- _THE TASK_: Express every line of the rows below as a JSON list of strings, one string per line, with blank lines omitted. Leave the pictures out of the list.

===== MATERIAL

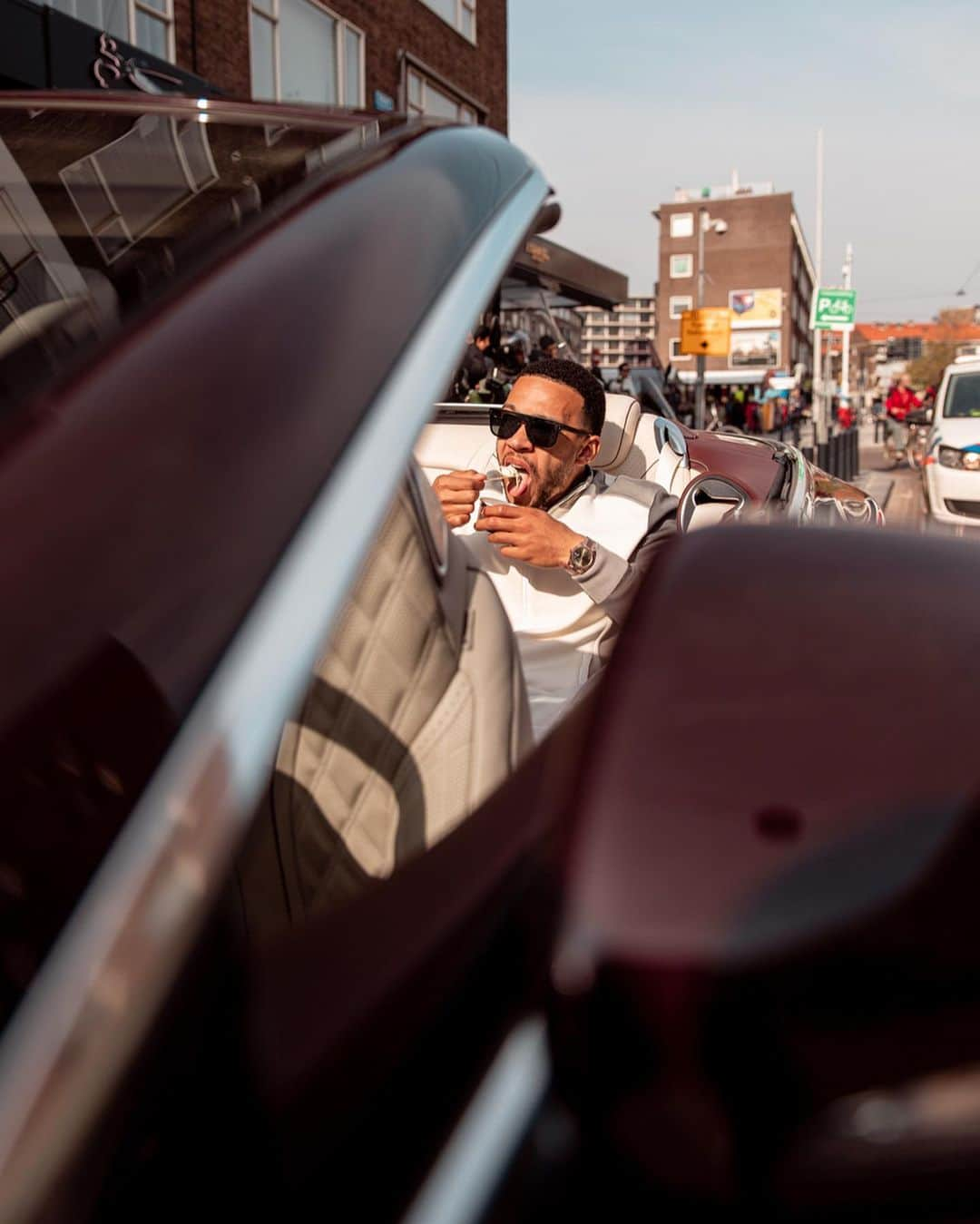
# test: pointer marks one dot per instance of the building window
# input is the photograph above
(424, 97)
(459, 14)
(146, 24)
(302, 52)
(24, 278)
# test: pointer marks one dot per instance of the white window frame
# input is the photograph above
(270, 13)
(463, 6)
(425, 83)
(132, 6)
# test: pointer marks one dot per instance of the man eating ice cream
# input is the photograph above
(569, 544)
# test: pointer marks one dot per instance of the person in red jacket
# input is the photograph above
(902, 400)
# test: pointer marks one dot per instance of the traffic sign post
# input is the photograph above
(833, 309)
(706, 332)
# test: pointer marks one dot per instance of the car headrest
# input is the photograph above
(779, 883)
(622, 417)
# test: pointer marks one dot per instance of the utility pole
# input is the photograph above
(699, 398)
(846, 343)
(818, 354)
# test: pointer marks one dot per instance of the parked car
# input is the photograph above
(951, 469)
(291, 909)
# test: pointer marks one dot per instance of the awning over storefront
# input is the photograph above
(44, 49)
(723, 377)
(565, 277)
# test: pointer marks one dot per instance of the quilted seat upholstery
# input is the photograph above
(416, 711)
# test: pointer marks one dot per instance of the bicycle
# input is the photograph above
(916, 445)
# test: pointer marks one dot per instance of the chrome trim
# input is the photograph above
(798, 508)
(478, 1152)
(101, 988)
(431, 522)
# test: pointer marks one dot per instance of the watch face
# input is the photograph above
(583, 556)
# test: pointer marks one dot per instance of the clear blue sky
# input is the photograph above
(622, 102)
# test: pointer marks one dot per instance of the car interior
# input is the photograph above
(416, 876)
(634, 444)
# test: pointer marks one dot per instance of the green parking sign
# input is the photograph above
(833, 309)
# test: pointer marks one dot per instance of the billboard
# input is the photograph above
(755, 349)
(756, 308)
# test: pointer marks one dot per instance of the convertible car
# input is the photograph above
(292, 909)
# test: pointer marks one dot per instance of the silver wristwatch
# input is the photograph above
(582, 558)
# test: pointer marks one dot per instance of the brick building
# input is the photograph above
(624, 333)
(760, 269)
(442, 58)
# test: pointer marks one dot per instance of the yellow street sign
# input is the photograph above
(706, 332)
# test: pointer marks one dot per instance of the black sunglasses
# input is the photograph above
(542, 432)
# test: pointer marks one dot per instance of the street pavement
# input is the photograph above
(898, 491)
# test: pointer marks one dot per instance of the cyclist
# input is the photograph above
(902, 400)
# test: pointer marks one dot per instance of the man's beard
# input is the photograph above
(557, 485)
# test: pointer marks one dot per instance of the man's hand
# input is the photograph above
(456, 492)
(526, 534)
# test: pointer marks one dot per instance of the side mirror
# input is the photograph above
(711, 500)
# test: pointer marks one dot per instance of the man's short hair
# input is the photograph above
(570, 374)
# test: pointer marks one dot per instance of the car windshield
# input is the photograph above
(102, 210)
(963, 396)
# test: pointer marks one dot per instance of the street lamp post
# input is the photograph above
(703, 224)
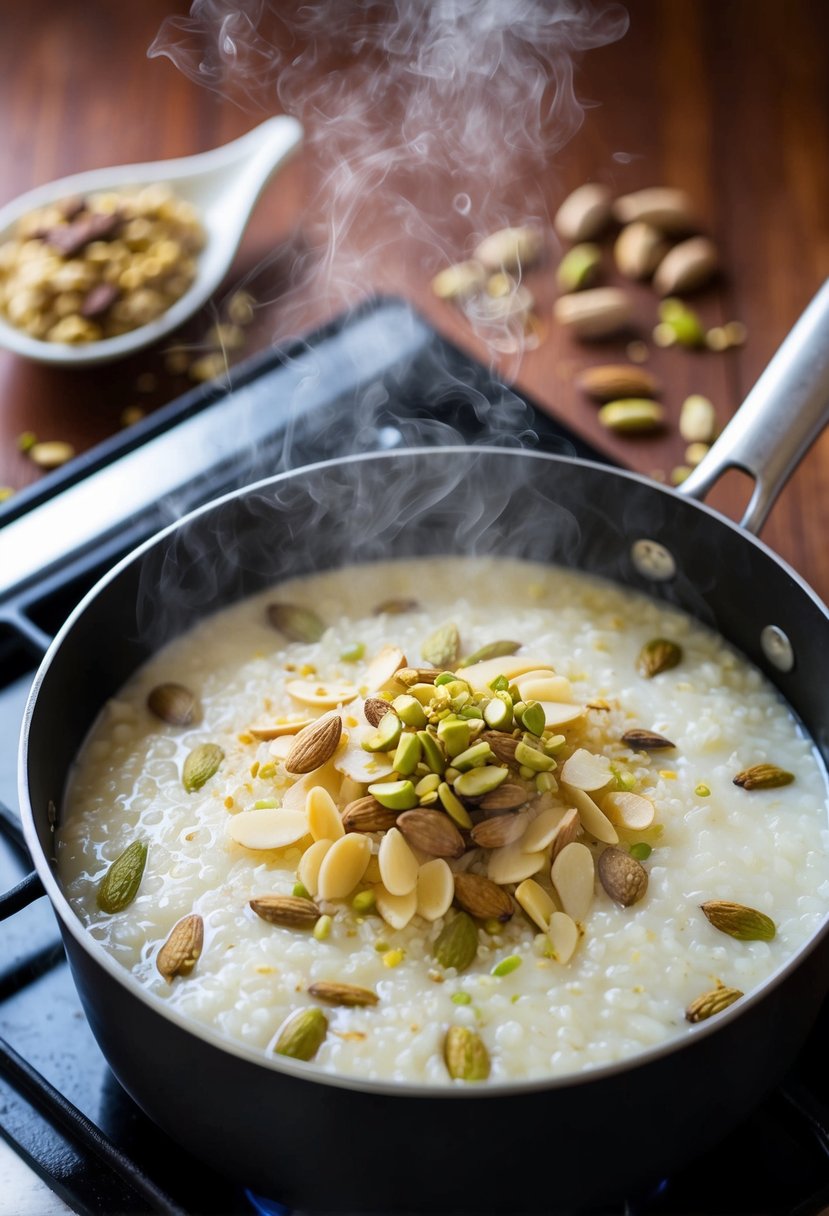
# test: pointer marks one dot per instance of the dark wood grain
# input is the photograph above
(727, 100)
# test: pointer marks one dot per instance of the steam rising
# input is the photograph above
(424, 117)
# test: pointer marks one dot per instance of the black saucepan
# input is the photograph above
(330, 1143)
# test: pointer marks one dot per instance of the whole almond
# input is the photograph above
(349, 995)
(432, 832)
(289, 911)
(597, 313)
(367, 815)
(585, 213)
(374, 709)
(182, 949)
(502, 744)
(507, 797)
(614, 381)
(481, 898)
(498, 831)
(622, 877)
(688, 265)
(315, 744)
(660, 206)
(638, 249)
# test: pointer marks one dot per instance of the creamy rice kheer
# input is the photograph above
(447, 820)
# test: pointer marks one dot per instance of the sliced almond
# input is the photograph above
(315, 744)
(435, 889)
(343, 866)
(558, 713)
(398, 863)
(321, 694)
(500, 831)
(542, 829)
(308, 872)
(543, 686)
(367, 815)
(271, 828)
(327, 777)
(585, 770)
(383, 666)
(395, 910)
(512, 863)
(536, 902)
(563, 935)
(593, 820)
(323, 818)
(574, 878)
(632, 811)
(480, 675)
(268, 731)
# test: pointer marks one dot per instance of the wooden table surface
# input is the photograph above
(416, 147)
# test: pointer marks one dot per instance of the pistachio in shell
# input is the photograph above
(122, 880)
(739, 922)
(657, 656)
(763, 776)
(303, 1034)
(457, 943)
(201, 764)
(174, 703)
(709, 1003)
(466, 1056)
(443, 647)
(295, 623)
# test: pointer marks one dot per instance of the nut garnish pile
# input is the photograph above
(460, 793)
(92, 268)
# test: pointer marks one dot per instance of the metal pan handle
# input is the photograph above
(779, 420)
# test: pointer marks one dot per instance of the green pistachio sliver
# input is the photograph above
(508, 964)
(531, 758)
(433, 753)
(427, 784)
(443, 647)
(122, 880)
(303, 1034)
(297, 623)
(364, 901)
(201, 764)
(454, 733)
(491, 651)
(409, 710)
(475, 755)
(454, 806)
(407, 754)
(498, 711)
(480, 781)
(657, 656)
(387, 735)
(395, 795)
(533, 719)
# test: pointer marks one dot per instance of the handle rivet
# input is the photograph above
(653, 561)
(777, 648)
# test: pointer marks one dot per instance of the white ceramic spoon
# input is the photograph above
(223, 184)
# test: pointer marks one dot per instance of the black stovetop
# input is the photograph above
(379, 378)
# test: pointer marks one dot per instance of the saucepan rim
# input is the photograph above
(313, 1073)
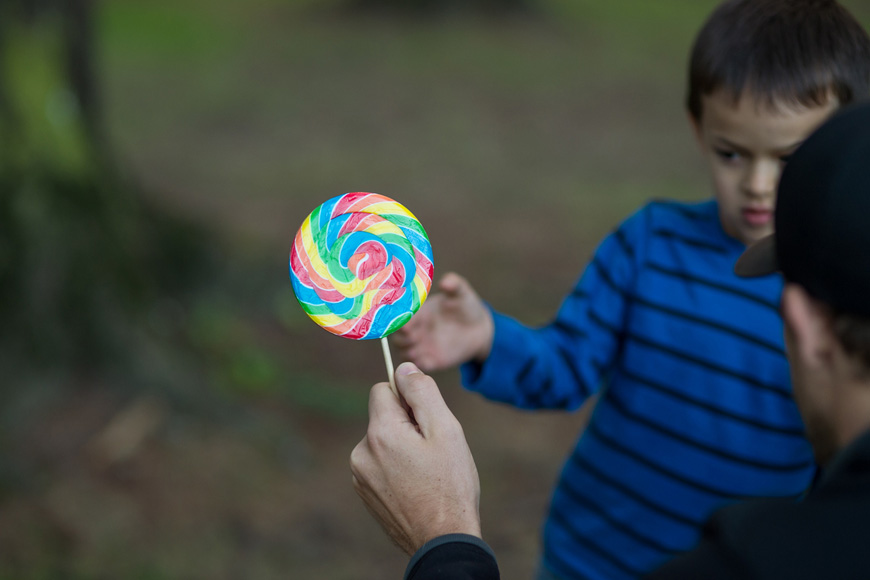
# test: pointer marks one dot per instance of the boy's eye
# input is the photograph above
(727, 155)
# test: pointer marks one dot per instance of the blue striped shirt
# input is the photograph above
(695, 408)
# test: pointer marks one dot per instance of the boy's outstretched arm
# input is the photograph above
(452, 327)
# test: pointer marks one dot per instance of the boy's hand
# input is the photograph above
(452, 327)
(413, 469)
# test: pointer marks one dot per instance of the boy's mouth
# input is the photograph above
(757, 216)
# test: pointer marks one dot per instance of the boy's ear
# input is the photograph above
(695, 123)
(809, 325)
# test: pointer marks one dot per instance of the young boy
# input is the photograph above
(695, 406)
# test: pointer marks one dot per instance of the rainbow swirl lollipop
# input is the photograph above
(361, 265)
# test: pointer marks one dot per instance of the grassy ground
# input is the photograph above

==========

- _WRITTEN SOLUTION_:
[
  "# test: pointer marks one dot per instance of the building window",
  "# input is the photograph above",
  "(424, 97)",
  "(459, 14)",
  "(146, 24)",
  "(302, 52)",
  "(24, 278)",
  "# test: pointer marks one dot per instance of the white window frame",
  "# input is the photograph above",
  "(270, 13)",
  "(463, 6)",
  "(425, 83)",
  "(132, 6)",
  "# test: pointer marks one dot per instance of the man eating ice cream",
  "# input is the photograph above",
  "(569, 544)",
  "# test: pointer marks one dot per instance of the person in red jacket",
  "# input is the photograph above",
  "(902, 400)",
  "# test: pointer marks one dot per instance of the traffic sign post",
  "# input is the photograph above",
  "(833, 309)",
  "(706, 332)",
  "# test: pointer marks one dot per instance of the car headrest",
  "# input is the photograph above",
  "(779, 883)",
  "(622, 417)",
  "# test: pointer marks one dot per instance of the utility pole",
  "# input is the photograph above",
  "(699, 398)",
  "(846, 343)",
  "(818, 354)",
  "# test: pointer marks one dot per instance of the parked car",
  "# input is the photograph above",
  "(951, 469)",
  "(291, 909)",
  "# test: pointer marks one dot per instance of the awning over storefront",
  "# input is the photograph above",
  "(44, 49)",
  "(723, 377)",
  "(565, 277)",
  "# test: pointer marks one dot per instance of the quilted seat upholstery",
  "# input is the photograph above",
  "(416, 711)",
  "# test: pointer marks one dot per instance of the bicycle",
  "# input is the photograph above",
  "(916, 445)",
  "# test: pointer marks one dot per instance of the chrome trim",
  "# input is the photograph above",
  "(798, 508)",
  "(478, 1152)",
  "(101, 988)",
  "(431, 522)",
  "# test: pointer marks one dot per instance of the watch face",
  "# input is the photograph above",
  "(583, 556)",
  "# test: pointer marks one dot per instance of the clear blue sky",
  "# input is the photograph above",
  "(622, 102)",
  "# test: pointer marks one dot per instance of the car interior",
  "# input is the photograph above",
  "(416, 876)",
  "(634, 444)",
  "# test: pointer marks one dot per instance of the green parking sign",
  "# input is the photograph above",
  "(833, 309)",
  "# test: pointer marks one dot per instance of the billboard",
  "# input is the photograph above",
  "(755, 349)",
  "(756, 308)",
  "# test: pointer marks one dot per instance of the convertible car",
  "# input is the photograph above",
  "(292, 909)",
  "# test: pointer marks one dot per instance of the silver wristwatch",
  "# input is the photograph above",
  "(582, 558)",
  "# test: pointer marks one dot per instance of the brick building",
  "# input is the photograph above",
  "(624, 333)",
  "(760, 269)",
  "(442, 58)",
  "# test: pointer marks one dot per instance of the yellow street sign",
  "# input is the photograph above",
  "(706, 332)",
  "# test: pointer marks one dot per instance of the black sunglasses",
  "# input is the photograph above",
  "(542, 432)",
  "# test: pointer marks one dot per instance of the street pavement",
  "# input is the photograph above",
  "(898, 491)",
  "# test: pointer marks one dot per instance of the cyclist",
  "# input is the photograph above",
  "(902, 400)",
  "# test: pointer marks one dot per instance of the man's beard",
  "# input is the photograph above",
  "(557, 485)",
  "# test: pointer marks one dot per instance of the man's hand",
  "# input is the photograph above",
  "(456, 492)",
  "(526, 534)",
  "# test: pointer marks one dot per instance of the side mirror",
  "# input is the photograph above",
  "(711, 500)",
  "# test: pointer marks one dot per instance of the man's short hair",
  "# input is the photograph above",
  "(570, 374)",
  "# test: pointer marks one dot per instance of the car windshield",
  "# input is the photograph above",
  "(102, 210)",
  "(963, 396)",
  "# test: pointer marks one dot per instance of the street lamp post",
  "# input is the photograph above",
  "(703, 224)",
  "# test: pointer marks one dot per instance of the dark wood grain",
  "# input is the photograph above",
  "(727, 100)",
  "# test: pointer marks one dot per instance of the steam rising",
  "# input is the photograph above",
  "(424, 117)",
  "# test: pointer marks one dot per instance of the black saucepan",
  "# input is the photograph above",
  "(330, 1143)",
  "# test: pointer marks one dot per instance of the whole almond",
  "# input is the photograph above",
  "(349, 995)",
  "(432, 832)",
  "(289, 911)",
  "(597, 313)",
  "(367, 815)",
  "(585, 213)",
  "(374, 709)",
  "(182, 949)",
  "(502, 744)",
  "(507, 797)",
  "(614, 381)",
  "(481, 898)",
  "(498, 831)",
  "(622, 877)",
  "(688, 265)",
  "(315, 744)",
  "(660, 206)",
  "(638, 249)",
  "# test: pointer marks one dot per instance of the creamy rice kheer",
  "# input is the photograph above",
  "(447, 820)",
  "# test: pointer marks one dot per instance of the sliced almond",
  "# input is the photograph above",
  "(315, 744)",
  "(435, 889)",
  "(343, 866)",
  "(558, 713)",
  "(398, 863)",
  "(321, 694)",
  "(500, 831)",
  "(542, 829)",
  "(308, 872)",
  "(543, 686)",
  "(367, 815)",
  "(271, 828)",
  "(327, 777)",
  "(585, 770)",
  "(383, 666)",
  "(395, 910)",
  "(512, 863)",
  "(536, 902)",
  "(563, 935)",
  "(593, 820)",
  "(323, 818)",
  "(574, 878)",
  "(632, 811)",
  "(480, 675)",
  "(268, 731)",
  "# test: pointer marks one dot per instance of the wooden table surface",
  "# input is the photograph above",
  "(416, 147)",
  "# test: pointer marks one dot per instance of the pistachio in shell",
  "# input is the photograph above",
  "(122, 880)",
  "(739, 922)",
  "(657, 656)",
  "(763, 776)",
  "(303, 1034)",
  "(457, 943)",
  "(201, 764)",
  "(174, 703)",
  "(709, 1003)",
  "(466, 1056)",
  "(443, 647)",
  "(295, 623)",
  "# test: pointer marks one dot per instance of the nut garnish pile",
  "# input is the photograph above",
  "(460, 793)",
  "(92, 268)",
  "# test: pointer marks one dot per instance of the metal pan handle",
  "# input is the photograph above",
  "(779, 420)",
  "# test: pointer marks one dot per instance of the green pistachio sliver",
  "# input is the photograph above",
  "(508, 964)",
  "(531, 758)",
  "(433, 753)",
  "(427, 784)",
  "(443, 647)",
  "(122, 880)",
  "(303, 1034)",
  "(297, 623)",
  "(364, 901)",
  "(201, 764)",
  "(454, 733)",
  "(491, 651)",
  "(409, 710)",
  "(475, 755)",
  "(454, 806)",
  "(407, 754)",
  "(498, 711)",
  "(480, 781)",
  "(657, 656)",
  "(387, 735)",
  "(395, 795)",
  "(533, 719)",
  "# test: pointer marks one dot per instance of the handle rivet",
  "# input is the photograph above",
  "(653, 561)",
  "(777, 648)",
  "# test: pointer marks one dot per instance of the white ceramic spoon",
  "# input is the photograph above",
  "(223, 184)",
  "# test: pointer marks one dot per instance of the black stovetop",
  "# input is the photograph above",
  "(379, 378)",
  "# test: pointer marks one dot per instance of the saucepan rim",
  "# input is the photograph above",
  "(313, 1073)",
  "# test: pointer marks one dot per instance of the boy's eye",
  "# input is the photograph above",
  "(727, 155)",
  "# test: pointer marks one dot per instance of the blue striped shirt",
  "# input is the photograph above",
  "(695, 408)",
  "# test: pointer marks one dot per instance of the boy's outstretched arm",
  "# input is the photograph above",
  "(452, 327)",
  "# test: pointer marks one dot per instance of the boy's hand",
  "# input is the photograph above",
  "(452, 327)",
  "(413, 469)",
  "# test: pointer marks one dot per instance of the boy's mouth",
  "# input is the photograph above",
  "(757, 216)",
  "# test: pointer marks one dot per instance of the boy's ear",
  "# input is the photograph above",
  "(695, 123)",
  "(809, 325)",
  "# test: pointer marks one dot per instance of the young boy",
  "# input is the photograph above",
  "(695, 406)",
  "# test: pointer marks one dot per instance of the rainbow swirl lollipop",
  "# input is the photograph above",
  "(361, 265)",
  "# test: pointer marks one dot per instance of the grassy ground",
  "# input is the photograph above"
]